EXERCISE DATA >>
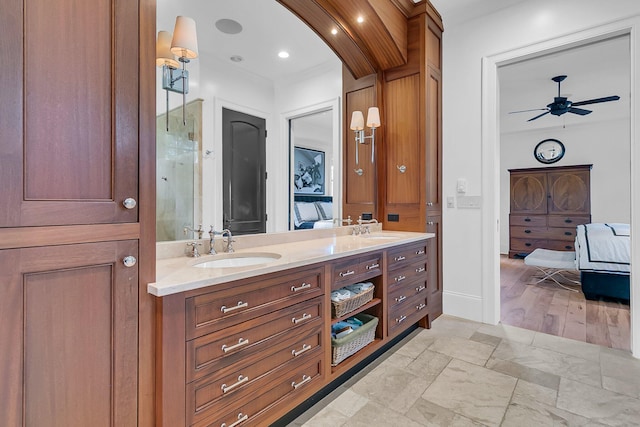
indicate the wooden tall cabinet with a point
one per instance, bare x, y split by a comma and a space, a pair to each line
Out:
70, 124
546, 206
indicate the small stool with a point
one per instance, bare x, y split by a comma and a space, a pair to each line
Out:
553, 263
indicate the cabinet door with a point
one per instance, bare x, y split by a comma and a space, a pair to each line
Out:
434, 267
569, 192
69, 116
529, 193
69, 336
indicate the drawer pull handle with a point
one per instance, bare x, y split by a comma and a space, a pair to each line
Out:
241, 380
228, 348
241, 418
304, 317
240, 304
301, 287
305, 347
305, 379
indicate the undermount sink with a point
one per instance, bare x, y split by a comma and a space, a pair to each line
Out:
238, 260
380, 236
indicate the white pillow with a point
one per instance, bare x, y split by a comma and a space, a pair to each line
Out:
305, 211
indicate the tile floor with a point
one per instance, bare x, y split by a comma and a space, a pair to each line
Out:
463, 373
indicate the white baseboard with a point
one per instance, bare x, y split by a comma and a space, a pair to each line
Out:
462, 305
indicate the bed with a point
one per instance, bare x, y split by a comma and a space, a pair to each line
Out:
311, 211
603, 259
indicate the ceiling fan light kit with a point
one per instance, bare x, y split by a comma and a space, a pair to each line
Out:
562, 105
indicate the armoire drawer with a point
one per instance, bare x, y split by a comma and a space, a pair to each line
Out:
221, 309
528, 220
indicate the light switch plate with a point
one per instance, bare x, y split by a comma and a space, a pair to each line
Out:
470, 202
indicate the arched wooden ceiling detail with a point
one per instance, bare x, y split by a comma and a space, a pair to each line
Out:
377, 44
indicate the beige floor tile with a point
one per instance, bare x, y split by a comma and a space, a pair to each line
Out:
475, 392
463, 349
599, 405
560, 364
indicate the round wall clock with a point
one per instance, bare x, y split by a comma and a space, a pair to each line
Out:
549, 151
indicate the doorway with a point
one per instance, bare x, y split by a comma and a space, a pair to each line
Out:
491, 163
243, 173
--
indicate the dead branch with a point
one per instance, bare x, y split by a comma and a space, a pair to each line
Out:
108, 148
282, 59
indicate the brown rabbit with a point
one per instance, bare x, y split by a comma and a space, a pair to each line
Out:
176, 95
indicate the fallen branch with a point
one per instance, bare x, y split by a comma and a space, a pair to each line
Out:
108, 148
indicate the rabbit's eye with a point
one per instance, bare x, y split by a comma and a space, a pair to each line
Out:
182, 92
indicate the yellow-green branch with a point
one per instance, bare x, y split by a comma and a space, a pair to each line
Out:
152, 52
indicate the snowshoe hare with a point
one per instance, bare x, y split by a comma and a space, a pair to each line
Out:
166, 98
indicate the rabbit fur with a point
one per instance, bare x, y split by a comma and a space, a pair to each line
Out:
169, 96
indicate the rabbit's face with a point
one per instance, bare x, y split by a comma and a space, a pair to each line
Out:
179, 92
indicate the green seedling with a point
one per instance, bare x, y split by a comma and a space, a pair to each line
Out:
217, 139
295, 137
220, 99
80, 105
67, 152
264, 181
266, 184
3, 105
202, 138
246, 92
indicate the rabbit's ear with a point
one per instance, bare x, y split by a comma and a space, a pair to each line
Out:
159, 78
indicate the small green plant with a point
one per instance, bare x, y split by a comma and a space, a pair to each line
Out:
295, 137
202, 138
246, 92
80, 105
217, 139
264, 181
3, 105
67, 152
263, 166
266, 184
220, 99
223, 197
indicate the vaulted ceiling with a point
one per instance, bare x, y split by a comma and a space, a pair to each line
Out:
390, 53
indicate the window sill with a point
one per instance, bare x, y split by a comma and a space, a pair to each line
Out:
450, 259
...
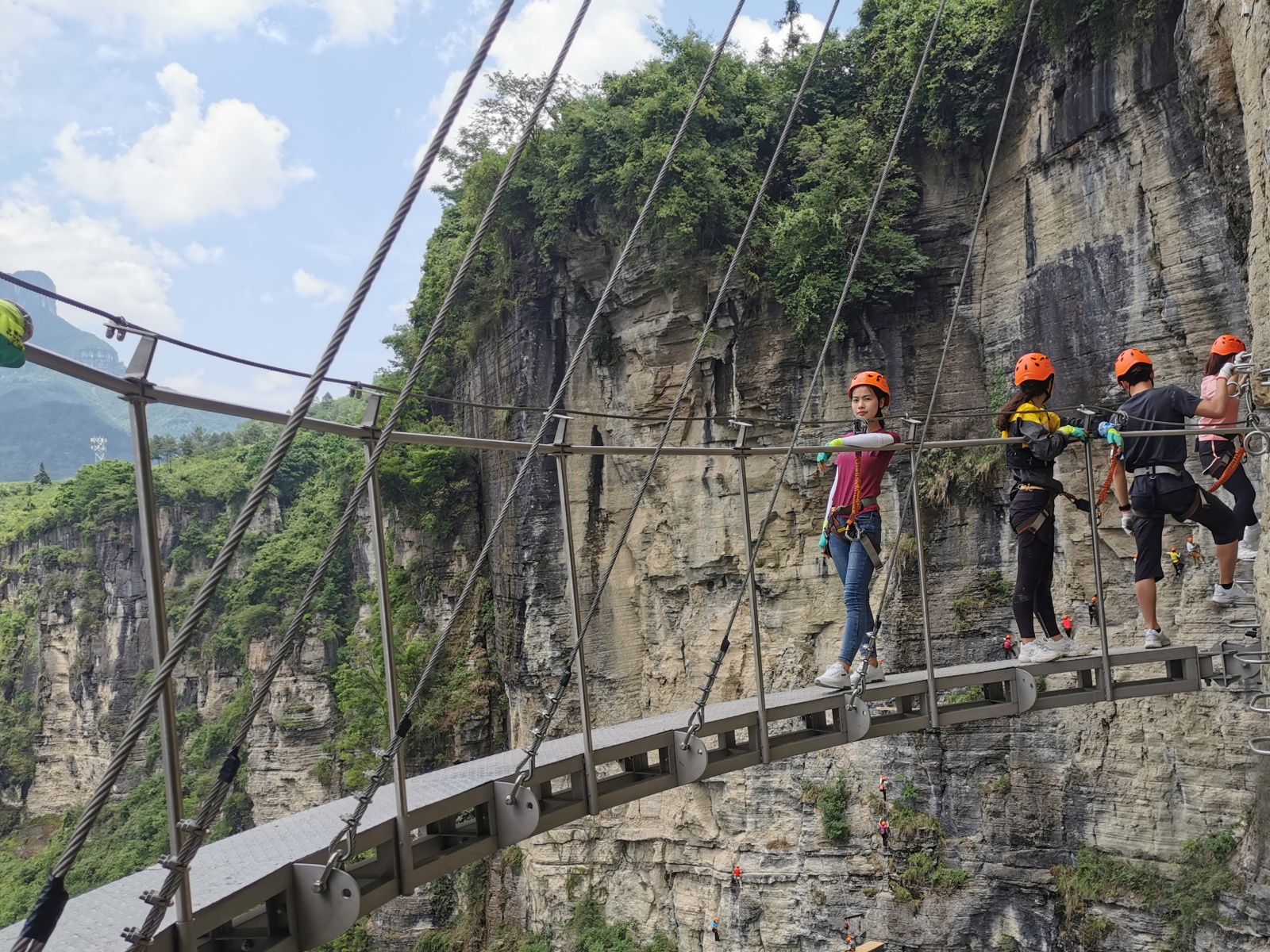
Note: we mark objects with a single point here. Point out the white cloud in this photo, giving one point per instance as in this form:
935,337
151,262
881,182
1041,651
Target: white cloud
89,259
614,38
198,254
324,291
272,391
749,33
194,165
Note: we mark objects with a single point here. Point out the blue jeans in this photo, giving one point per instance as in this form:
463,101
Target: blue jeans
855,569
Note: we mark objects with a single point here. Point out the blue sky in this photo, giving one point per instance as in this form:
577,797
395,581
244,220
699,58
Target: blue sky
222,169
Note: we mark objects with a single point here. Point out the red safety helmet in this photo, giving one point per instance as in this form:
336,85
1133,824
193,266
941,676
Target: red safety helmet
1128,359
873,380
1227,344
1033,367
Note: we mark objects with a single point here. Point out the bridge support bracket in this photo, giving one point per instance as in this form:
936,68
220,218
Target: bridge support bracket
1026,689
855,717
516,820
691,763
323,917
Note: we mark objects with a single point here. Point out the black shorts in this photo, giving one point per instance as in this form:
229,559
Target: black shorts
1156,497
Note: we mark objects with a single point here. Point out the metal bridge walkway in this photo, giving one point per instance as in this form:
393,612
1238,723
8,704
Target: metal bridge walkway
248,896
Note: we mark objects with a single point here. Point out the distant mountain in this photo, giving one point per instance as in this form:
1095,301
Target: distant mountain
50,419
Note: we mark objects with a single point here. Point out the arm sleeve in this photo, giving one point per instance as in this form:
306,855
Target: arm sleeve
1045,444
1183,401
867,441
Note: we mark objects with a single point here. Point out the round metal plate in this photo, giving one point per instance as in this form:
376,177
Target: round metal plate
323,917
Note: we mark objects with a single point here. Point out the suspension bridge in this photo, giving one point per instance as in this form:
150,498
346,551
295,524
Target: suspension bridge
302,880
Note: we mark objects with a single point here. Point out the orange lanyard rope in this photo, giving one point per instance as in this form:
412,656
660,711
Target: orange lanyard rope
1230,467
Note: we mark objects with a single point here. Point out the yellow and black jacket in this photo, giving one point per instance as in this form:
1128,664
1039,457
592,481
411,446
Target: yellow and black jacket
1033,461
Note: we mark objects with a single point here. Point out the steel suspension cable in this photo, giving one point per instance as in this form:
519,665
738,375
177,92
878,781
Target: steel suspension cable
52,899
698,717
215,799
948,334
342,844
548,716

THE PROBLEM >>
Pull out each line in the rows above that contains the word "support". Copy those lines unchanged, one per line.

TASK RESPONSE >>
Note: we mark objects with a single point here. Point out the bridge support bracket in this photo, giving one point per instance as in this form:
Target: bridge support bracket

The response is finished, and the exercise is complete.